[Not Accepted] PCIE Tunneling Support [Regression between 24.04 and 24.10]

–revised post—
It seems i was mistaken about truenas not having a kernel that supports this scenario. Apologies for not thinking to test dragonfish first.

I tried installing 24.04.0 (24.10 was my first time installing truenas) i found this scenario works perfectly in dragon fish first release.

  • 6.6.20-production+truenas where it works
  • 6.6.44-production+truenas where it doesn’t work

tl;dr on dragonfish my USB4 connect GPU works 100% fine (i can query it with nvidia-smi) on electric eel it does not.

On 24.10.1 nvidia driver fails to install due to the kernel module not loading:

[  294.025596] VFIO - User Level meta-driver version: 0.3
[  294.280088] nvidia-nvlink: Nvlink Core is being initialized, major device number 235

[  294.285531] nvidia 0000:0f:00.0: Unable to change power state from D3cold to D0, device inaccessible
[  294.285628] nvidia 0000:0f:00.0: vgaarb: VGA decodes changed: olddecodes=io+mem,decodes=none:owns=none
[  294.285652] NVRM: The NVIDIA GPU 0000:0f:00.0
               NVRM: (PCI ID: 10de:1e07) installed in this system has
               NVRM: fallen off the bus and is not responding to commands.

● **RECORDS**:

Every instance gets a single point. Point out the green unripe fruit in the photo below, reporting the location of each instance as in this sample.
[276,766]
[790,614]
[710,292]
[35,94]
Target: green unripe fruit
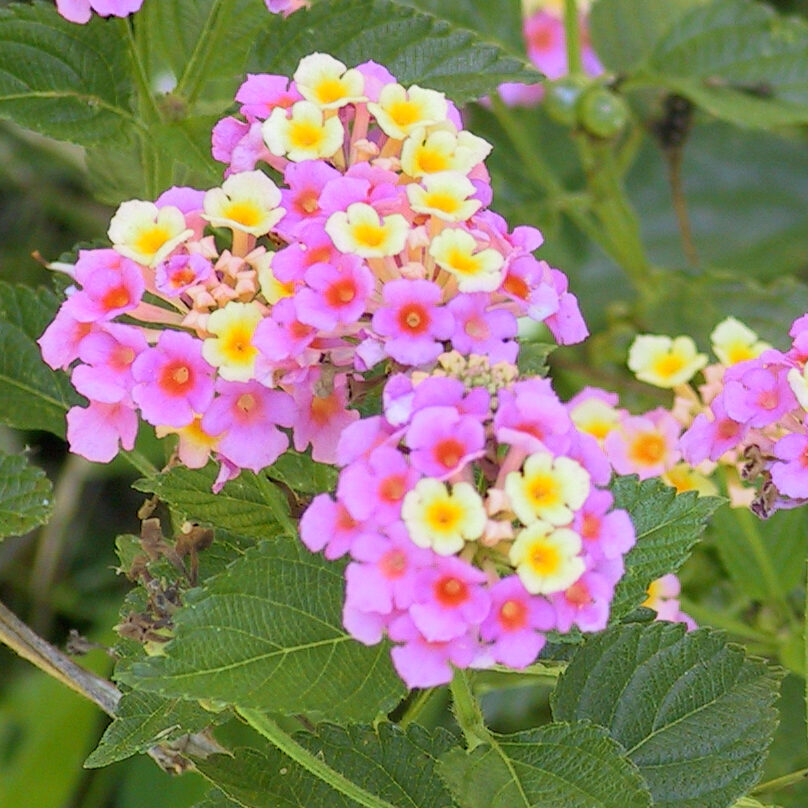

● **PROBLEMS AND TASKS**:
[1] According to the PCIe tunneling post, which command could query the USB4-connected GPU on Dragonfish?
[2] From the PCIe tunneling post, extract the passage from "I tried installing" to "it does not.".
[3] List every distinct TrueNAS release number written in digits in the PCIe tunneling post. Do not include kernel versions.

● **SOLUTIONS TO THE PROBLEMS**:
[1] nvidia-smi

[2]
I tried installing 24.04.0 (24.10 was my first time installing truenas) i found this scenario works perfectly in dragon fish first release.

  • 6.6.20-production+truenas where it works
  • 6.6.44-production+truenas where it doesn’t work

tl;dr on dragonfish my USB4 connect GPU works 100% fine (i can query it with nvidia-smi) on electric eel it does not.

[3] 24.04, 24.10, 24.04.0, 24.10.1